─── DATA FOR THIS TASK ───
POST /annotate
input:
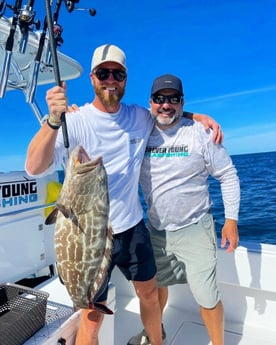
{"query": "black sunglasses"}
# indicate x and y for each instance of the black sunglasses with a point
(161, 99)
(104, 73)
───
EXERCISE TASK
Print every line of the entries above verbatim, but leave the pictures out.

RESPONSE BELOW
POST /annotate
input:
{"query": "black sunglasses"}
# indicate x and y for each instance of the black sunglasses with a point
(161, 99)
(104, 73)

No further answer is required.